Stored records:
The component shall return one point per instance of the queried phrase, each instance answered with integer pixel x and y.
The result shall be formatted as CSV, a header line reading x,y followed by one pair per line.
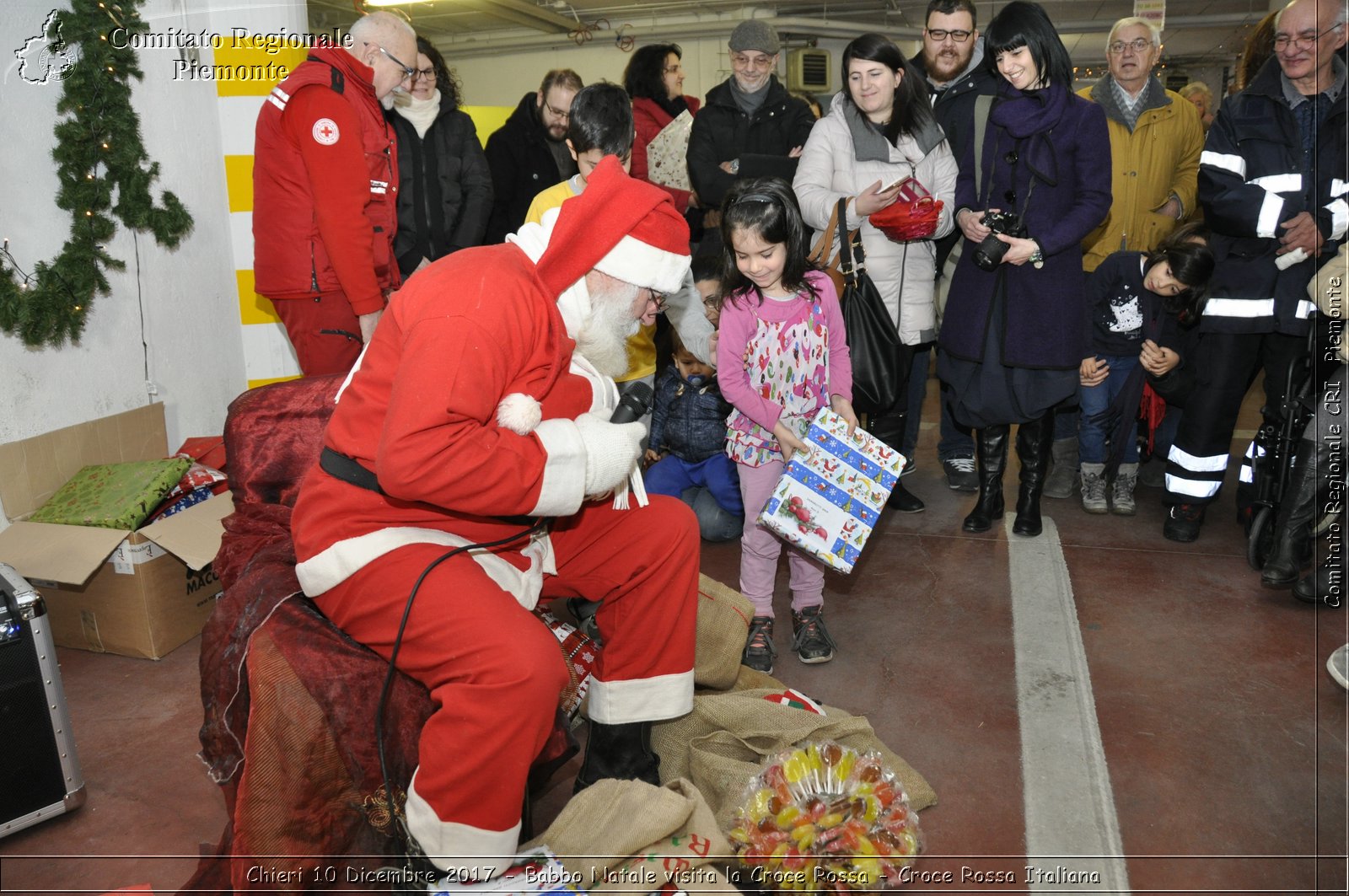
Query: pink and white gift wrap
x,y
829,501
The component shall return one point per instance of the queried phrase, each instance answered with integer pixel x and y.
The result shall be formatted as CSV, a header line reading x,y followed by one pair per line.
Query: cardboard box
x,y
829,502
108,590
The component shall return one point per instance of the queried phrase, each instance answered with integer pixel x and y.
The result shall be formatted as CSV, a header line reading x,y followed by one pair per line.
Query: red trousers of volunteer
x,y
324,331
497,673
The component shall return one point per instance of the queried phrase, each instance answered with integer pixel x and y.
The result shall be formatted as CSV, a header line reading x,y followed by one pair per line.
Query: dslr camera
x,y
989,254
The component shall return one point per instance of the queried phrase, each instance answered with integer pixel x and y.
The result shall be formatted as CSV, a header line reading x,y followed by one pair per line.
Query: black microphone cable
x,y
401,815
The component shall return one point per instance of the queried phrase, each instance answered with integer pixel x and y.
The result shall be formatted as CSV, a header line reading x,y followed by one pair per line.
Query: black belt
x,y
351,471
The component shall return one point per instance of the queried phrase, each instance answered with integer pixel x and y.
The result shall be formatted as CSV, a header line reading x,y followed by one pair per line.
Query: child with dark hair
x,y
1137,304
782,357
599,125
687,446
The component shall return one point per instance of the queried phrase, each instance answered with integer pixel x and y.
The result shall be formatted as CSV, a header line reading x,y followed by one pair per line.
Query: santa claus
x,y
481,406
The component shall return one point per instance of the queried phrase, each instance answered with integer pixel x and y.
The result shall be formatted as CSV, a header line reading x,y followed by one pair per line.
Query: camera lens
x,y
989,254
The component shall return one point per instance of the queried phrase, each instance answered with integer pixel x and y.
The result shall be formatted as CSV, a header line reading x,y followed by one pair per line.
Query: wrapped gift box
x,y
829,502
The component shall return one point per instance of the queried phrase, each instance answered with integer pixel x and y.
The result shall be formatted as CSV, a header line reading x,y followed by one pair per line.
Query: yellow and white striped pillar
x,y
267,352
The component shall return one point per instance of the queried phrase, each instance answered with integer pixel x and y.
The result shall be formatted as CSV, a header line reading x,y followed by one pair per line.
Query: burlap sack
x,y
632,837
723,624
722,743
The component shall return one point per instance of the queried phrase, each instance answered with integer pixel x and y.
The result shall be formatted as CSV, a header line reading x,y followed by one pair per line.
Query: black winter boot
x,y
889,428
1034,447
992,456
1324,584
618,750
1293,527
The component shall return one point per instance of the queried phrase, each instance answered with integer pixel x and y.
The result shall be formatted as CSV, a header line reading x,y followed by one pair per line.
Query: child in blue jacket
x,y
687,443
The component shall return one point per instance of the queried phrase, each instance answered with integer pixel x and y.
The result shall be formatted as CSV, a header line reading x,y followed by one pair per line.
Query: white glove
x,y
611,451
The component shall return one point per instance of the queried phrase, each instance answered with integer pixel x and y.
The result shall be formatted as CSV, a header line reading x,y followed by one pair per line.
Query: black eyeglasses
x,y
942,34
1305,40
1137,45
409,73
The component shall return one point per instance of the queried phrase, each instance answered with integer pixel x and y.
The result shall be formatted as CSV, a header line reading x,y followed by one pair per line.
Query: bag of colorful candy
x,y
826,818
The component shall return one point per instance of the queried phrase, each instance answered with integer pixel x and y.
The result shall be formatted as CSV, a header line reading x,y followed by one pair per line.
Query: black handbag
x,y
872,338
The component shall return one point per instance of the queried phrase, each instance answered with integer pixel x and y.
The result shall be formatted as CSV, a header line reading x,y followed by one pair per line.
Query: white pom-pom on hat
x,y
519,413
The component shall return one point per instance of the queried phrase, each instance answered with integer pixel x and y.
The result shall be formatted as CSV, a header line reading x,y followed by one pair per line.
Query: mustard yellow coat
x,y
1159,158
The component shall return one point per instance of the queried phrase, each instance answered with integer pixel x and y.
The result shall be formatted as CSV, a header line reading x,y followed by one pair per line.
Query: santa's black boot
x,y
618,750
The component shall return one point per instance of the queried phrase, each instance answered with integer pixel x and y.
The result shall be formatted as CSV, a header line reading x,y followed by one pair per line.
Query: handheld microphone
x,y
633,404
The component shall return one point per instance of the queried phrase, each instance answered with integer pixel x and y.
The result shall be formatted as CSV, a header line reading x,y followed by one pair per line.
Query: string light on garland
x,y
105,174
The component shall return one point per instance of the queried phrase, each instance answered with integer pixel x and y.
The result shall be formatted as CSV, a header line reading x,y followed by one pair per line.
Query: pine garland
x,y
100,159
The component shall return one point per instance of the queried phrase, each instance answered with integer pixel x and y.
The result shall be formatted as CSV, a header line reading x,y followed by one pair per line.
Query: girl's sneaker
x,y
1121,494
809,639
759,647
1093,489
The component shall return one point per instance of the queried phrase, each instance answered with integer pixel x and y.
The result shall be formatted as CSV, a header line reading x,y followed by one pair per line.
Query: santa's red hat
x,y
618,226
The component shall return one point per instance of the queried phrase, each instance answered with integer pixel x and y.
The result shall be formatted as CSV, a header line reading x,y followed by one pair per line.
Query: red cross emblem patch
x,y
325,131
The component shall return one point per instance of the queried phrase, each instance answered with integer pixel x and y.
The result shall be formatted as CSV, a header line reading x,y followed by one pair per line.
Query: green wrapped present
x,y
112,496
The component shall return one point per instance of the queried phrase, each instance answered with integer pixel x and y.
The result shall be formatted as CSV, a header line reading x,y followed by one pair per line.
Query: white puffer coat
x,y
829,170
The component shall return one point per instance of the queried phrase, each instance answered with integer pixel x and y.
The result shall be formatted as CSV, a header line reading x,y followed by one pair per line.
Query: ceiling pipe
x,y
471,46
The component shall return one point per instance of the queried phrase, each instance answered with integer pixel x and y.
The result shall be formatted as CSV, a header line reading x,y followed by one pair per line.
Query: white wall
x,y
180,303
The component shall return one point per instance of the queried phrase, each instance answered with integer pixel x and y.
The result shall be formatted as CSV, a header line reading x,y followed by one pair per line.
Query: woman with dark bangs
x,y
879,132
654,78
1012,336
445,188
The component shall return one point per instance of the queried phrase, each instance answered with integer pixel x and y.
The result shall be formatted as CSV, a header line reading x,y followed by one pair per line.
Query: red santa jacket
x,y
422,410
325,180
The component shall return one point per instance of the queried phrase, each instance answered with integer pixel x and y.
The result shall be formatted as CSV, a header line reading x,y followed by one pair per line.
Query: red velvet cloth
x,y
273,436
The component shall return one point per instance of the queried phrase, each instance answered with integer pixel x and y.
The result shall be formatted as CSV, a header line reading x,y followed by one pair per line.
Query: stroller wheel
x,y
1260,537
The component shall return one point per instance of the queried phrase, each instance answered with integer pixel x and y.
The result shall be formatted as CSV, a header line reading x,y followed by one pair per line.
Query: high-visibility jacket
x,y
1251,181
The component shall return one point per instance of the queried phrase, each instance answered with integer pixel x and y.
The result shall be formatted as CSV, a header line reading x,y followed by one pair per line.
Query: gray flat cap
x,y
755,34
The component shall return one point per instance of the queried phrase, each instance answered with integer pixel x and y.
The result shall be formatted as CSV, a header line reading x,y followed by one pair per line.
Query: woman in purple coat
x,y
1012,336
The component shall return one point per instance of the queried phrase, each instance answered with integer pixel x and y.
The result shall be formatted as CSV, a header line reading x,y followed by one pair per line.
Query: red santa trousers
x,y
324,331
497,675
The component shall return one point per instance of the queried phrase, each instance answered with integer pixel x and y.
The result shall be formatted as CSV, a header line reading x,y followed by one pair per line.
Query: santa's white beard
x,y
604,338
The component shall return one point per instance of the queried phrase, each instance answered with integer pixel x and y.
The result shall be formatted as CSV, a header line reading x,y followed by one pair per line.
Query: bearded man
x,y
481,406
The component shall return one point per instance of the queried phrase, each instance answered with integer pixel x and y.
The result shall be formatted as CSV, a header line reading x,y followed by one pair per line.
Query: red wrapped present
x,y
911,216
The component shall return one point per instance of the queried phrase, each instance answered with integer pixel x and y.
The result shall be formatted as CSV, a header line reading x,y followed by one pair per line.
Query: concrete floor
x,y
1214,752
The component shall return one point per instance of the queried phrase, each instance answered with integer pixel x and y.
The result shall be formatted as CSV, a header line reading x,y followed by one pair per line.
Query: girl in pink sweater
x,y
782,357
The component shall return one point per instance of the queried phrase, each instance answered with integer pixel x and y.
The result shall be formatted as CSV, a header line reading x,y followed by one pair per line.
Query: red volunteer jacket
x,y
325,180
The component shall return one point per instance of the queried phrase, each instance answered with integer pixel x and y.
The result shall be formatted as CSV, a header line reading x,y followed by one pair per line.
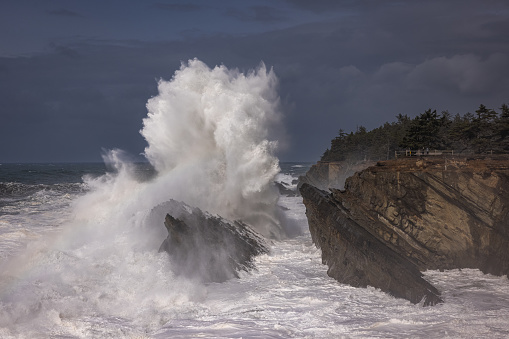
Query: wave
x,y
19,190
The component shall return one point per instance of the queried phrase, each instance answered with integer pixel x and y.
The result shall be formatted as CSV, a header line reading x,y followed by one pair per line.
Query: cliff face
x,y
324,175
432,213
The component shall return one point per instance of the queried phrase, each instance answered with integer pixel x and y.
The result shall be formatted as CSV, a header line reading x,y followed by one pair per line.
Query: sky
x,y
75,76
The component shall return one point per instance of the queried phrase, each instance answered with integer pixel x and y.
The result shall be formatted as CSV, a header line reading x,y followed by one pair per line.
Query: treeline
x,y
485,131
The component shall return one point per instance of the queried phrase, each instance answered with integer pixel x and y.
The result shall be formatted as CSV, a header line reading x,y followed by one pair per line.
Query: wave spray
x,y
209,139
208,133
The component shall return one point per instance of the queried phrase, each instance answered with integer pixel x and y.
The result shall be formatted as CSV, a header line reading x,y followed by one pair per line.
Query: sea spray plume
x,y
208,138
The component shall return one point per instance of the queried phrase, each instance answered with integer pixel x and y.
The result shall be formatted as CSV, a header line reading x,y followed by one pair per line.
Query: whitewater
x,y
79,242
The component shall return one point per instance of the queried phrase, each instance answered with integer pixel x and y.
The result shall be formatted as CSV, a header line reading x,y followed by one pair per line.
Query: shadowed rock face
x,y
325,175
208,247
355,256
429,213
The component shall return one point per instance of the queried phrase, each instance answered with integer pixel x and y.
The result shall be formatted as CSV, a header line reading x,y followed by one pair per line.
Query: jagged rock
x,y
435,212
332,174
209,247
355,256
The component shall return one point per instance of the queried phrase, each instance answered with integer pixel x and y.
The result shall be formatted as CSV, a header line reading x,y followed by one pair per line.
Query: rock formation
x,y
208,247
332,174
407,215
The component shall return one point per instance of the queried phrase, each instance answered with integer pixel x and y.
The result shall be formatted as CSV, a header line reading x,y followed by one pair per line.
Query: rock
x,y
332,174
283,190
357,257
208,247
435,212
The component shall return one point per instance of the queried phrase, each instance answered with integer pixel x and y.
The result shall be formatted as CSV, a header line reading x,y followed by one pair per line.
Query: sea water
x,y
79,242
67,291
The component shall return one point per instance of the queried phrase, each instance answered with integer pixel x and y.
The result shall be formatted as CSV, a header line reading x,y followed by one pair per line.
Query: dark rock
x,y
332,174
358,258
208,247
433,212
283,190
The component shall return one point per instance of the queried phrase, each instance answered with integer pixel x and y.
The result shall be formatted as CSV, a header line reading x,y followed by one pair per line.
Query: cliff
x,y
327,174
423,213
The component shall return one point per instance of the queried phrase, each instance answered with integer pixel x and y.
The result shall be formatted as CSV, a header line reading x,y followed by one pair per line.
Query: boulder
x,y
208,247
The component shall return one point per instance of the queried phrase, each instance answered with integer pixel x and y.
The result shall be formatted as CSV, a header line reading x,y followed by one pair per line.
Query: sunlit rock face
x,y
428,213
208,247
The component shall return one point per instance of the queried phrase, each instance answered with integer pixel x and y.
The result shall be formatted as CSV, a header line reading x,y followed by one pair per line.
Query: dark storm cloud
x,y
363,68
178,7
256,13
65,13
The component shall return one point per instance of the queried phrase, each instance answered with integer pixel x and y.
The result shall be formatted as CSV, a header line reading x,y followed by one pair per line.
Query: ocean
x,y
79,243
65,278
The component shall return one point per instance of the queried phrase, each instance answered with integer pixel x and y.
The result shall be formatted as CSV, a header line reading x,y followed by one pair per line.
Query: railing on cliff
x,y
428,152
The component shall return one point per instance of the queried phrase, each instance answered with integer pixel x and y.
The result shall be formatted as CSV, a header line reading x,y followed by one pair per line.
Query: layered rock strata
x,y
327,174
423,213
208,247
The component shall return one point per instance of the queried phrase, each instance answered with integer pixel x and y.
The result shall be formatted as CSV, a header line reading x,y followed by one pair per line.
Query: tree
x,y
423,131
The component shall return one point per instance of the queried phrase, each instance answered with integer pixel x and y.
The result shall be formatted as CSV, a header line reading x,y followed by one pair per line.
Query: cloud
x,y
361,69
256,13
65,13
178,7
469,73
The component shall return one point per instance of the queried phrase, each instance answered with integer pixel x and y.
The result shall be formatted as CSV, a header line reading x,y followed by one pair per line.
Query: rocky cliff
x,y
403,216
327,174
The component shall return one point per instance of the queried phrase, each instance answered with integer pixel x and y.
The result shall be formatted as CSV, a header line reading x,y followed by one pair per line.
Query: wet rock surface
x,y
208,247
418,213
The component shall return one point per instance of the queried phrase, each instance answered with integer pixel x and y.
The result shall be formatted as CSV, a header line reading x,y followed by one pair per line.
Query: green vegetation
x,y
485,131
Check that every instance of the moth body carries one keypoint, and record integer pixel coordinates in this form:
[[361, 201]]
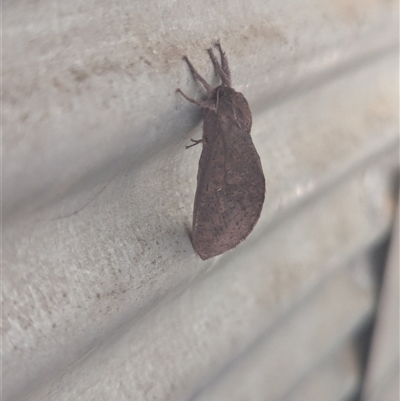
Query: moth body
[[230, 181]]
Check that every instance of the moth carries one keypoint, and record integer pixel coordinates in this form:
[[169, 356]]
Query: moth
[[230, 181]]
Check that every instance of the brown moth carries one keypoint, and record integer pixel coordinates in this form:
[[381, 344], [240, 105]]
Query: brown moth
[[230, 181]]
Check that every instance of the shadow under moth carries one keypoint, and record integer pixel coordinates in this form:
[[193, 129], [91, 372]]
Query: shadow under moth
[[230, 181]]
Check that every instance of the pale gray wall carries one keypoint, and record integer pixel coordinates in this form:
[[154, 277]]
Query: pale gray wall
[[103, 296]]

DIRECTIVE:
Copy exactly the lines from the line containing "Check that every instance of the moth body" through the last line of the records above, both included, and leave out any pictures.

RESULT BELOW:
Check that every instance of the moth body carries one keypoint, and record integer pixel coordinates in this form:
[[361, 201]]
Query: moth body
[[230, 181]]
Check that every instance of the moth carries one keypoint, and record integer pixel coordinates in this form:
[[169, 356]]
Query: moth
[[230, 181]]
Check that every instance of the brown moth carries one keypoint, and record integer pixel coordinates in this form:
[[381, 344], [240, 105]]
Query: brown moth
[[230, 181]]
Check that every instance of the shadow under moth carries one keypoint, and record integer pixel coordinates in this form:
[[193, 129], [91, 372]]
Query: shadow under moth
[[230, 181]]
Check that every instance of the pale gray wall carries one keypoint, and record integer pixel coordinates in this form:
[[154, 277]]
Query: pale gray wall
[[103, 296]]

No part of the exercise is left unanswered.